What is being asked
Rewrite the lines from the one containing "Target: **arched window**" through the end of the records, replacing "church tower" with "bell tower" and leaving everything else unchanged. Give only those lines.

Records for the exercise
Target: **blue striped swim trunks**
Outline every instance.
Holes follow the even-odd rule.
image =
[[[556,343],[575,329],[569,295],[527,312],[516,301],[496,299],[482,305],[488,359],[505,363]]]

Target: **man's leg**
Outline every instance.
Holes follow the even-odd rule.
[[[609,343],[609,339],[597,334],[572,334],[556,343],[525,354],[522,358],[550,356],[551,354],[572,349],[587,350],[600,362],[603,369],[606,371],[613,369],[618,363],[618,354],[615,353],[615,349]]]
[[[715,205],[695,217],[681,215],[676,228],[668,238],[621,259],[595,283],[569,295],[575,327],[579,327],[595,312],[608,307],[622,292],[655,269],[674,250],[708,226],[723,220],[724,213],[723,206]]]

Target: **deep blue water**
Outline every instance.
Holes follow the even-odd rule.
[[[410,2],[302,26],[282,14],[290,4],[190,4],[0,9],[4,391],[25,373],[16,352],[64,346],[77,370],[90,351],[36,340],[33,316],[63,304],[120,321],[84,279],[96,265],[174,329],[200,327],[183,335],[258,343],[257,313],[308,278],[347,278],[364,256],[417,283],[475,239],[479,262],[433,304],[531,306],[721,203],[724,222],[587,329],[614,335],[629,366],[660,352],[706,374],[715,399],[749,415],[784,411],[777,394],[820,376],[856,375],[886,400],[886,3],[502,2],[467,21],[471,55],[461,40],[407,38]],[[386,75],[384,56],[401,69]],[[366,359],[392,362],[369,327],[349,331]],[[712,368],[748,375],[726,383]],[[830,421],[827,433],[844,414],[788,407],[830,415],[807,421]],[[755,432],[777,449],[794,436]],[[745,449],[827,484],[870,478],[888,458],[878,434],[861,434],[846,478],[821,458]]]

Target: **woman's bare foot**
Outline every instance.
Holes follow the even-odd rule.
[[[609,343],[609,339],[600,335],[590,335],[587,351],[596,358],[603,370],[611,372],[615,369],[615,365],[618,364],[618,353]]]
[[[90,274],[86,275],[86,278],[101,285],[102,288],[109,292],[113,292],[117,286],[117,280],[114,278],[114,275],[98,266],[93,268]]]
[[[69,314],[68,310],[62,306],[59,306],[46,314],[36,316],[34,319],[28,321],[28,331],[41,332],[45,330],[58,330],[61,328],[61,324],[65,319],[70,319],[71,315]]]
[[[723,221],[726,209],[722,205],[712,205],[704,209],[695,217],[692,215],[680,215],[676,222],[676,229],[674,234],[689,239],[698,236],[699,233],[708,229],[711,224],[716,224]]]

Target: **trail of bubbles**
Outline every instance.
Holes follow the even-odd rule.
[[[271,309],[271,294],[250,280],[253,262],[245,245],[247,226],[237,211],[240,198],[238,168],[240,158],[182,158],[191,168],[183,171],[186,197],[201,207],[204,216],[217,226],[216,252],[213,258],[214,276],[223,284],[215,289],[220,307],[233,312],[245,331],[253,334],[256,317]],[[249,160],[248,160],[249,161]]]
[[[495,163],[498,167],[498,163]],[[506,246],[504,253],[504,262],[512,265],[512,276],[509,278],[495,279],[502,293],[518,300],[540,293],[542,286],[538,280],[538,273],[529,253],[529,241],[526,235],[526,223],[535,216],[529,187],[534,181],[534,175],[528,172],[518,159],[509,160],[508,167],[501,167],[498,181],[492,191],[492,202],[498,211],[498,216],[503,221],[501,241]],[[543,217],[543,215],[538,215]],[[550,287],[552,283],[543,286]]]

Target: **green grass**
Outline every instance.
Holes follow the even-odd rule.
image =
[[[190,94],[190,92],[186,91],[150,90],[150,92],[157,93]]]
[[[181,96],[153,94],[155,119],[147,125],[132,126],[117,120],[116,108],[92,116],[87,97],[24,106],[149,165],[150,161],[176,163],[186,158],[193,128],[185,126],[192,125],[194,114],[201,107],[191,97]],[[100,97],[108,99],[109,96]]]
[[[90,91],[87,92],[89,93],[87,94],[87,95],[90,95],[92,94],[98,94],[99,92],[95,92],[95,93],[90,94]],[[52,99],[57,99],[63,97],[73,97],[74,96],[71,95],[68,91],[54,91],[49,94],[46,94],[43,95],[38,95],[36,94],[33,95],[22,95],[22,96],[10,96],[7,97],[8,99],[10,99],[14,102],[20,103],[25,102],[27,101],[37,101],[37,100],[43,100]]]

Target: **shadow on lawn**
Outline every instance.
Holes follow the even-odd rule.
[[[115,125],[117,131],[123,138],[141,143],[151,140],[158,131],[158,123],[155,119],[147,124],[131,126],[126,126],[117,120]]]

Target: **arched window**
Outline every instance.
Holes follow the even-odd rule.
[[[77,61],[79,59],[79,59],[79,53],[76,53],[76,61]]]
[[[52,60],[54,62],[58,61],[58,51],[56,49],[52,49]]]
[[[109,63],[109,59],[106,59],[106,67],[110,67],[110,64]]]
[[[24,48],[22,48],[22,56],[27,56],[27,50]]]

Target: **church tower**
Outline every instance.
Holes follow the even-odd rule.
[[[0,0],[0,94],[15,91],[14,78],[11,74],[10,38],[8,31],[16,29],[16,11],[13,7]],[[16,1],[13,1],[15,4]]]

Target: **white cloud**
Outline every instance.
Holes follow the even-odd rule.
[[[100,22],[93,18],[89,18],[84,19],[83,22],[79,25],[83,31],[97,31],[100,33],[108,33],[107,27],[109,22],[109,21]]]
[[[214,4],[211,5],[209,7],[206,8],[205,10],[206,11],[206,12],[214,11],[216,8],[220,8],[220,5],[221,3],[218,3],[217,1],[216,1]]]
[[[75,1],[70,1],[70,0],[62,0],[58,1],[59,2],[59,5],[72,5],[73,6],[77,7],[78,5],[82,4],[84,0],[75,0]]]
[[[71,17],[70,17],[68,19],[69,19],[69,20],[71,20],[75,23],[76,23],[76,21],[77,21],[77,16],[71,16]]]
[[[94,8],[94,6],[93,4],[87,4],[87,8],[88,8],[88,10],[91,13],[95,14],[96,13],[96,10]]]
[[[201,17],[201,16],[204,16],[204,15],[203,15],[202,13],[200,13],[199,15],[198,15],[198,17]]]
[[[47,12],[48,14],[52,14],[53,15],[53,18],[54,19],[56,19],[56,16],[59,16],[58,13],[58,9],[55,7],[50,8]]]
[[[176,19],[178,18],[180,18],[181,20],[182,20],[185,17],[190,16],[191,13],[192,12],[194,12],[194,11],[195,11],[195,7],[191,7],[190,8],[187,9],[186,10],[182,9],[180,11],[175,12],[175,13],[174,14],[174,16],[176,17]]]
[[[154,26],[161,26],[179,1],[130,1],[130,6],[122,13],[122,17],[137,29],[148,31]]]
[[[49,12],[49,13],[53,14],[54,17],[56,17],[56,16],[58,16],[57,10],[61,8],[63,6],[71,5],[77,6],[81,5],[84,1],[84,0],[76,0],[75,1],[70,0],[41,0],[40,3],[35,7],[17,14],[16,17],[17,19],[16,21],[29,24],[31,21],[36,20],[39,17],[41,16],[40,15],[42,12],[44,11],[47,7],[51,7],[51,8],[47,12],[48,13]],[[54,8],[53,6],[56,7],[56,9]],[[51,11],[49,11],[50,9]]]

Exercise response
Target: **arched window**
Outline every instance.
Holes follow the even-odd rule.
[[[77,61],[79,59],[79,59],[79,53],[76,53],[76,61]]]
[[[52,60],[54,62],[58,61],[58,51],[56,49],[52,49]]]
[[[109,63],[109,59],[106,59],[106,67],[110,67],[110,64]]]
[[[24,48],[22,48],[22,56],[27,56],[27,50]]]

Target: **bell tower**
Outline every instance.
Holes follow the even-odd rule.
[[[0,0],[0,94],[15,91],[14,78],[11,74],[10,38],[8,31],[16,29],[16,11],[13,7]],[[16,1],[13,1],[15,4]]]

Target: **white cloud**
Outline every instance.
Holes follow the even-odd rule.
[[[100,22],[93,18],[89,18],[84,19],[83,22],[79,25],[83,31],[97,31],[100,33],[108,33],[107,27],[109,22],[109,21]]]
[[[214,4],[211,5],[209,7],[206,8],[205,10],[206,11],[206,12],[214,11],[216,8],[220,8],[220,5],[221,3],[218,3],[217,1],[216,1]]]
[[[75,1],[70,1],[70,0],[62,0],[58,1],[59,2],[59,5],[72,5],[73,6],[77,7],[78,5],[82,4],[84,0],[75,0]]]
[[[71,17],[70,17],[68,19],[69,19],[69,20],[71,20],[75,23],[76,23],[76,21],[77,21],[77,16],[71,16]]]
[[[94,8],[94,6],[93,4],[87,4],[87,8],[88,8],[88,10],[91,13],[95,14],[96,13],[96,10]]]
[[[201,17],[201,16],[204,16],[204,15],[203,15],[202,13],[200,13],[199,15],[198,15],[198,17]]]
[[[47,12],[48,14],[52,14],[53,15],[53,18],[54,19],[56,19],[56,16],[59,16],[58,13],[58,9],[55,7],[50,8]]]
[[[176,19],[178,18],[180,18],[181,20],[182,20],[185,17],[190,16],[191,13],[192,12],[194,12],[194,11],[195,11],[195,7],[191,7],[190,8],[187,9],[186,10],[182,9],[180,11],[175,12],[175,13],[174,14],[174,16],[176,17]]]
[[[154,26],[161,26],[179,1],[130,1],[130,6],[122,13],[122,17],[137,29],[148,31]]]
[[[49,12],[49,13],[53,14],[54,17],[56,17],[56,16],[58,16],[57,10],[61,8],[63,6],[71,5],[77,6],[81,5],[84,1],[84,0],[76,0],[75,1],[70,0],[41,0],[40,3],[35,7],[17,14],[16,17],[17,19],[16,21],[29,24],[31,21],[36,20],[39,17],[41,16],[40,15],[42,12],[44,11],[47,7],[51,7],[51,8],[47,12],[48,13]],[[54,8],[53,6],[56,7],[56,9]],[[51,11],[49,11],[50,9]]]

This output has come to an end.